▶ Task goal
Copy the line containing "Query: black strap", then all lines after it up to and including the final line of the material, exactly and without additions.

Data to process below:

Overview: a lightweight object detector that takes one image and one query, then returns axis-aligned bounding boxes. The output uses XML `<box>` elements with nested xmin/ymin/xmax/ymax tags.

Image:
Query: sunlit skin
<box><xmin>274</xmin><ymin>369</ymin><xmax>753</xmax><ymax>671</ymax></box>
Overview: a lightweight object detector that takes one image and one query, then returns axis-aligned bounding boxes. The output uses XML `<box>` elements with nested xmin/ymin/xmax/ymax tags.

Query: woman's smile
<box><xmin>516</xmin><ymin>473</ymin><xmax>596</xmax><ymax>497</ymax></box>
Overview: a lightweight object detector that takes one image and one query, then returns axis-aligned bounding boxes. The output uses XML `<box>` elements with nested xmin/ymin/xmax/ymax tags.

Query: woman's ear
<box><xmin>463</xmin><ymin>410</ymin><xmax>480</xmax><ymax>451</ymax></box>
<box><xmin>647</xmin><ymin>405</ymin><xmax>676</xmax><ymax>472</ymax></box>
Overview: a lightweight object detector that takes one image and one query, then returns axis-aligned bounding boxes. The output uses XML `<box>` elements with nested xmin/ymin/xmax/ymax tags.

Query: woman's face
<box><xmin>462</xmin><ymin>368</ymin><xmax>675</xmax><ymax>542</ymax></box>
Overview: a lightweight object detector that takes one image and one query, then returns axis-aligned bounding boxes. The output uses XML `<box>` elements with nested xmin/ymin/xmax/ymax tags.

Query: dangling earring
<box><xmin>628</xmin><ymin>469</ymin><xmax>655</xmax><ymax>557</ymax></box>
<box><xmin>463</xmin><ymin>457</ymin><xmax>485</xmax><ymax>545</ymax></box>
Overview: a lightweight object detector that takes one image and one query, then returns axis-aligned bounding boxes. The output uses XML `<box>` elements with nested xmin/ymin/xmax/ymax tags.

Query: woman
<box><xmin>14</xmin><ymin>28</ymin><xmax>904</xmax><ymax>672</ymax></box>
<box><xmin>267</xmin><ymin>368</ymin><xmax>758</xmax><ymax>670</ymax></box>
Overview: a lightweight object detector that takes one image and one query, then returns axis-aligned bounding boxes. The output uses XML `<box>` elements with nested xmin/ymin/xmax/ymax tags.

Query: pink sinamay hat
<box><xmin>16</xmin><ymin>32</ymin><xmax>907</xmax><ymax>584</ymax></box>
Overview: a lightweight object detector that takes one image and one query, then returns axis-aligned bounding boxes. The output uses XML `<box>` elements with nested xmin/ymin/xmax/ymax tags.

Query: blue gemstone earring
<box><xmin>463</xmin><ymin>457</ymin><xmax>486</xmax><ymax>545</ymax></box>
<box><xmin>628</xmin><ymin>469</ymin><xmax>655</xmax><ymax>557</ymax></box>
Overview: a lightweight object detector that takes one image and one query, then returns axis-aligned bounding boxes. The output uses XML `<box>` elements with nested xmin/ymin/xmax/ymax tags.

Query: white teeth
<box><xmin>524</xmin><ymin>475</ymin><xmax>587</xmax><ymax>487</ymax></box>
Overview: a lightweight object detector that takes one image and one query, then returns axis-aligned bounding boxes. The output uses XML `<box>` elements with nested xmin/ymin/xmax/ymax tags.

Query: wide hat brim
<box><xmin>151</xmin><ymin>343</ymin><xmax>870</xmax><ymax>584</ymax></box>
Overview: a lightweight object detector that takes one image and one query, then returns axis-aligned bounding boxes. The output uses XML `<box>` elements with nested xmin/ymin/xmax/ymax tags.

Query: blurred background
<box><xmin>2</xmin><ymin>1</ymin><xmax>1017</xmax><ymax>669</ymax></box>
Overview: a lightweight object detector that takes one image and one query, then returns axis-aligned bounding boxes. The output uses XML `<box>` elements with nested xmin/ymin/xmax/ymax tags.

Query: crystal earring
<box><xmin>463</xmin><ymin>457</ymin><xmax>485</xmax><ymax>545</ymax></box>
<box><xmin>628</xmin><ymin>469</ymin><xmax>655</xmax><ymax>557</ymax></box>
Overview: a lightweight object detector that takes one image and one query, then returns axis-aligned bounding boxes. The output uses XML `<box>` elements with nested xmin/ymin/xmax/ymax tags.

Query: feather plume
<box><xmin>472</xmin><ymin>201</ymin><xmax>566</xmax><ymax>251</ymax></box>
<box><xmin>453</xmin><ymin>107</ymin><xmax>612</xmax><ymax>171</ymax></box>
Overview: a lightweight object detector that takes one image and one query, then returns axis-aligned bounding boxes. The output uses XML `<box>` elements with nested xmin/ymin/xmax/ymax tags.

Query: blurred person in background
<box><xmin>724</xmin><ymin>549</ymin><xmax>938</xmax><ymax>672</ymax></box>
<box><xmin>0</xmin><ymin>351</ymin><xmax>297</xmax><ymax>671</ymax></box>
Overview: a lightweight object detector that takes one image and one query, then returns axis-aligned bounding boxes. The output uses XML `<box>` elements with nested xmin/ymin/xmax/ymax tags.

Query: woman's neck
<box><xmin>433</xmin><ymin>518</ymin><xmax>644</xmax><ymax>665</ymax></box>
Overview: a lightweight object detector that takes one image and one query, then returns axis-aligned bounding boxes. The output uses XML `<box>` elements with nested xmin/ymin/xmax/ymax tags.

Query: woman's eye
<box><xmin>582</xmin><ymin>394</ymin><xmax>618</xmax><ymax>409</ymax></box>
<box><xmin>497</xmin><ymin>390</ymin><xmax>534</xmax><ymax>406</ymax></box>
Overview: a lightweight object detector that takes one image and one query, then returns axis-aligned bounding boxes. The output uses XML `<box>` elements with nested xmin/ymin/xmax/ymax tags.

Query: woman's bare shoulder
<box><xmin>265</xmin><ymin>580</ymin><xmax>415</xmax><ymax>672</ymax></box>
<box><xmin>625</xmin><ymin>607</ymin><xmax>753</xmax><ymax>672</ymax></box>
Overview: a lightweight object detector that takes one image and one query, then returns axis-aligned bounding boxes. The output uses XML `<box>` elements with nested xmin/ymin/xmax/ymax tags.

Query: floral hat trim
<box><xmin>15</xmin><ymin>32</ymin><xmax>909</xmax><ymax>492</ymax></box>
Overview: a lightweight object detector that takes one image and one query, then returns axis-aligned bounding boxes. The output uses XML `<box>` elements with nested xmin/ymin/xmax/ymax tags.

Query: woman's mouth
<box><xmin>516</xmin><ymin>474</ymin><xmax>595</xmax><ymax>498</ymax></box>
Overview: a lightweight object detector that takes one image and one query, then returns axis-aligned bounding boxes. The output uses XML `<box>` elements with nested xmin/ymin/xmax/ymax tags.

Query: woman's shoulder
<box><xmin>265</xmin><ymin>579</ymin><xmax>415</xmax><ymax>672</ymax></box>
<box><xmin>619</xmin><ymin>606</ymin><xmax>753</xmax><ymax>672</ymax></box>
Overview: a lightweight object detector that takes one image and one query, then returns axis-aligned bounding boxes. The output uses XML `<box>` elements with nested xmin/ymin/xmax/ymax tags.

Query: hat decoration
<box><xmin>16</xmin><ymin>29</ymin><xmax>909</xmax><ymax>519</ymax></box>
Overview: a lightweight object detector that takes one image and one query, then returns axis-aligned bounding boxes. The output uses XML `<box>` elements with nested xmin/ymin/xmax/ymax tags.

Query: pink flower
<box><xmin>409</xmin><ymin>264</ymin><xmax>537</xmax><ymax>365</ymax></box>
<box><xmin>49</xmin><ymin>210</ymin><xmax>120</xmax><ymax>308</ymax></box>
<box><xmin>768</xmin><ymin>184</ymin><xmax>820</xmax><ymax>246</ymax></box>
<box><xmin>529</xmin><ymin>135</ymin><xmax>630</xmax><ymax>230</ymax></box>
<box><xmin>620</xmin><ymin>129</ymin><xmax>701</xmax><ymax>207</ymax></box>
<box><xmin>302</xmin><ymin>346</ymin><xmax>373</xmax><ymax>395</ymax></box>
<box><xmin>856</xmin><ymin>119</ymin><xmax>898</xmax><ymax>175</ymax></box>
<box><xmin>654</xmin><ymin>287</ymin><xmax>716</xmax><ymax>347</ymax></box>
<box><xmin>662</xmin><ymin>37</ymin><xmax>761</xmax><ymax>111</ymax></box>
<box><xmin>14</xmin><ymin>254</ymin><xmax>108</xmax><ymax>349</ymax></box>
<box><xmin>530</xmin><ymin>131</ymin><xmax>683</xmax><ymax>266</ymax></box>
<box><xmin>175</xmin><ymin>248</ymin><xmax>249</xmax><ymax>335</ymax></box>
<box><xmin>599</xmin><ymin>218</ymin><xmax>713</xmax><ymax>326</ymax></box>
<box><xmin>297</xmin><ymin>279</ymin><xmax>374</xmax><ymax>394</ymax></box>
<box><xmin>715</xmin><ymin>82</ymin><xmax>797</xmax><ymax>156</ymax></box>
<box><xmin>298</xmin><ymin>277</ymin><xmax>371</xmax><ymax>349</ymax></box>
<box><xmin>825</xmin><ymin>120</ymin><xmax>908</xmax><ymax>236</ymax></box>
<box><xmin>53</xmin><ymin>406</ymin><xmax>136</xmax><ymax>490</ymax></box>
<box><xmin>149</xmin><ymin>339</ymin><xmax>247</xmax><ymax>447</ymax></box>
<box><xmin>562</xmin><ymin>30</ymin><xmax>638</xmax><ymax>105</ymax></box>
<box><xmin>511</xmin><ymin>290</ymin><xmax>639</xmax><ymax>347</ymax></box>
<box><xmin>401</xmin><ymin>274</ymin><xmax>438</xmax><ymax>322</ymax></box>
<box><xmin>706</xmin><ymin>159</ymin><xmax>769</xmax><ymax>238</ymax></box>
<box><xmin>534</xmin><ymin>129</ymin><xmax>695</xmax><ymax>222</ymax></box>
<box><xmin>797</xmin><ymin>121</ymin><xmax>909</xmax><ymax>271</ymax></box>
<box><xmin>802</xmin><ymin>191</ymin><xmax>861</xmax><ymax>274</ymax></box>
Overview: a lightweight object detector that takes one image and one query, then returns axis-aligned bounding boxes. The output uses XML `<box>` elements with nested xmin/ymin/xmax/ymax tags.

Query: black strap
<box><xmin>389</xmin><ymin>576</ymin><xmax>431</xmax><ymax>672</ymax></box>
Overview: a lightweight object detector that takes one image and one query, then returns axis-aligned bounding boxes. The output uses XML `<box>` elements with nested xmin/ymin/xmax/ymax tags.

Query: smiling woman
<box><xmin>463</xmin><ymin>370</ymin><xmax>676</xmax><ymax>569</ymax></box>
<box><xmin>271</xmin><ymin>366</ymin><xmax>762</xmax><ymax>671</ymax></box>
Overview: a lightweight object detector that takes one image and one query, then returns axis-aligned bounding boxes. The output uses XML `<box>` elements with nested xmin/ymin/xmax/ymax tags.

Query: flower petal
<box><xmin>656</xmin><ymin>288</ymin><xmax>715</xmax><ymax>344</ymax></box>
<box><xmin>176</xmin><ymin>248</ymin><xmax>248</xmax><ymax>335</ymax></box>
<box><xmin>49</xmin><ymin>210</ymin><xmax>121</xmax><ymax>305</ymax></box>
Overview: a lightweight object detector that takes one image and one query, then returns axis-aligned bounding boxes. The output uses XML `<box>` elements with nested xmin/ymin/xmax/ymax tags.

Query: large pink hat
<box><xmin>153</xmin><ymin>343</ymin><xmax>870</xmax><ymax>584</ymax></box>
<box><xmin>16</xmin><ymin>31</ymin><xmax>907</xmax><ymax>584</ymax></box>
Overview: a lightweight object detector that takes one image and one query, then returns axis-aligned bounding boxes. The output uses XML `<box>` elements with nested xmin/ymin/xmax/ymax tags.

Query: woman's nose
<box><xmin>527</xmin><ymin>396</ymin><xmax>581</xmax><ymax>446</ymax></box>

End of Data to process.

▶ Exercise answer
Query: black strap
<box><xmin>389</xmin><ymin>576</ymin><xmax>431</xmax><ymax>672</ymax></box>
Overview: a lightweight object detector that takes one image and one query, then returns axis-aligned bounding boxes. The output uses XML `<box>` elements with nested xmin/ymin/xmax/ymax tags.

Query: smiling woman
<box><xmin>463</xmin><ymin>370</ymin><xmax>676</xmax><ymax>569</ymax></box>
<box><xmin>271</xmin><ymin>366</ymin><xmax>762</xmax><ymax>671</ymax></box>
Overview: a lightweight object detector that takes one image and one query, then returns axis-aligned bounding boxes. The output uses XML `<box>` elements with nested xmin/ymin/xmax/ymax tags.

Query: flower petal
<box><xmin>656</xmin><ymin>288</ymin><xmax>715</xmax><ymax>344</ymax></box>
<box><xmin>176</xmin><ymin>248</ymin><xmax>248</xmax><ymax>335</ymax></box>
<box><xmin>49</xmin><ymin>210</ymin><xmax>121</xmax><ymax>305</ymax></box>
Overview: a lightweight object detector that takes one image and one query, then returns axis-aligned bounding boxes. The output uses XML `<box>` elements with nested xmin/ymin/xmax/ymax tags.

Query: large pink hat
<box><xmin>153</xmin><ymin>343</ymin><xmax>870</xmax><ymax>584</ymax></box>
<box><xmin>16</xmin><ymin>31</ymin><xmax>907</xmax><ymax>584</ymax></box>
Overview: a lightweight object detector that takes one image and one query, then returns axis-aligned bounding boxes. The output uses XML `<box>` elements with nested xmin/ymin/xmax/ymax tags.

Query: woman's nose
<box><xmin>527</xmin><ymin>396</ymin><xmax>581</xmax><ymax>446</ymax></box>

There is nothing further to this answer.